Left-Compact, dark brown T1 till overlies gray pebbly sand (outwash) in this exposure of late Wisconsin deposits along Buck Creek. The lowest
several inches of the till are sandier than the main mass because of incorporation of granular sediment from the underlying outwash. The till has a
knife-sharp basal contact and a strong fabric produced by the alignment of flatiron-shaped stones and thin silt lenses, indicating ice flow was out of the
northeast, parallel to the arrow. Knife is 3.15 inches (8 cm) long. Right-Gray T1 till makes up most of this 65-ft (20-m) tall bluff near the confluence of
Fishback and Eagle Creeks. Photos by A. H. Fleming.
The T1 till sheet and its associated outwash are generally buried by younger deposits at most places, but they are well exposed in numerous bluffs along major streams (fig. 12). Excellent exposures of thick T1 till (and its subjacent outwash sheet, at some places) occur at many places along Eagle Creek and its tributaries, notably at Eagle Creek Park and Reservoir, where it can be seen overlying variously eroded weathering horizons along the pre-Wisconsin surface. Good exposures also occur along Buck Creek at Southeastway Park, the White River at Holliday and Marott Parks, and along Indian Creek in Lawrence.

Figure 13.
The characteristic T2 till plain, which rarely has more than a few feet of local relief. Most of the major till
plain regions shown on the glacial terrain map, particularly those along the western and southeastern fringes of the
county, are the result of the T2 event and are underlain by till and till-like sediment deposited during that event. The
even, level surfaces of these landscapes resulted from uniform retreat of the ice margin, which produced a
comparatively homogeneous layer of T2 till as it melted back. Some of these surfaces were later covered by T3 ice and
washed by T3 meltwater, but it had little effect on their character, especially in the western third of the county.

■ Rows

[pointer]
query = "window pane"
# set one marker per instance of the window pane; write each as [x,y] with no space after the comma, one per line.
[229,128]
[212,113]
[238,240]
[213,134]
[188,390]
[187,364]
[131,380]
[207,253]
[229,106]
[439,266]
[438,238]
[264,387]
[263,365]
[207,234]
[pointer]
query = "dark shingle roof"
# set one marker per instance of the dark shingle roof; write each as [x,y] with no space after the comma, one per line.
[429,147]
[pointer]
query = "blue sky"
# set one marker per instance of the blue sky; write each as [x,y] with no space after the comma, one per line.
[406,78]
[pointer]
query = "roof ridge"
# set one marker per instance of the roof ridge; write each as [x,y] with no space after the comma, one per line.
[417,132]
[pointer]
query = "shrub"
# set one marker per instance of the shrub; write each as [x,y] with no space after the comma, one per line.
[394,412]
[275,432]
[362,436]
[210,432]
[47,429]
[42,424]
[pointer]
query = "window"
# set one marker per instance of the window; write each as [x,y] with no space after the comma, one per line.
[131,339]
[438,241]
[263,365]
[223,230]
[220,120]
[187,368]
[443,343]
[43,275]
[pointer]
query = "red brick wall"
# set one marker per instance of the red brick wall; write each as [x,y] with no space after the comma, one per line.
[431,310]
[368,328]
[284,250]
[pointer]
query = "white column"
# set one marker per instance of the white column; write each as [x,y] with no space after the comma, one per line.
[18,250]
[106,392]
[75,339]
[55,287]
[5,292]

* * *

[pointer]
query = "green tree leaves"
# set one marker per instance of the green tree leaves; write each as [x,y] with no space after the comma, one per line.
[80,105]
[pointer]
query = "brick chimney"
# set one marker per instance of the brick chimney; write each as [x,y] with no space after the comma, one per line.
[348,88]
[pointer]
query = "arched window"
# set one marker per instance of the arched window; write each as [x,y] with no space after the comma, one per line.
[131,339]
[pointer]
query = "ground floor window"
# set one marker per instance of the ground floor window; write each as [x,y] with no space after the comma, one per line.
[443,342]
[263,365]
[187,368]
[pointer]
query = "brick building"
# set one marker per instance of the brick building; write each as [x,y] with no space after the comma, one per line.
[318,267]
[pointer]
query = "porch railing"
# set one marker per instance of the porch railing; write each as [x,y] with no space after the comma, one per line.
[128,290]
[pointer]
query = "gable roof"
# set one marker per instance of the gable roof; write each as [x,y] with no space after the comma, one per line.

■ What you need to do
A. Using the passage on glacial till, explain in one to three sentences why the lowest several inches of the T1 till at Buck Creek are sandier than the rest of it.
B. According to the passage on glacial till, how tall is the bluff of gray T1 till near where Fishback and Eagle Creeks meet?
C. Continue the passage on glacial till with the next paragraph, following on after its final sentence.
The data above is separate from the passage on glacial till.

■ Task-by-task answers
A. The lowest part of the till took in granular sediment from the gray pebbly sand outwash beneath it. That added material makes the base sandier than the main mass.

B. It is 65 feet (20 meters) tall.

C.
The till plain landscape is poorly drained, reflecting the lack of relief along with the poorly permeable underlying
till. Photo of Eagle Creek Park near Raceway Road by A. H. Fleming.
The ice sheet appears to have withdrawn briefly to the north, before readvancing and again covering the entire county. This "T2" event also produced a relatively widespread till sheet (fig. 13) that is somewhat less robust and more irregular than the previous one, and typically has a larger number of sand and gravel bodies associated with it. Throughout the county, thin to very thick sheets of outwash locally separate the T1 and T2 sequences in the subsurface, but at some places, the two till sheets are stacked without any intervening sediments, forming a robust block of till within which it is impossible to discern any obvious break between the two events. In any case, the comparatively thick and widespread nature of these first two sequences suggests that the ice that produced them was active in the county for a substantial period of time.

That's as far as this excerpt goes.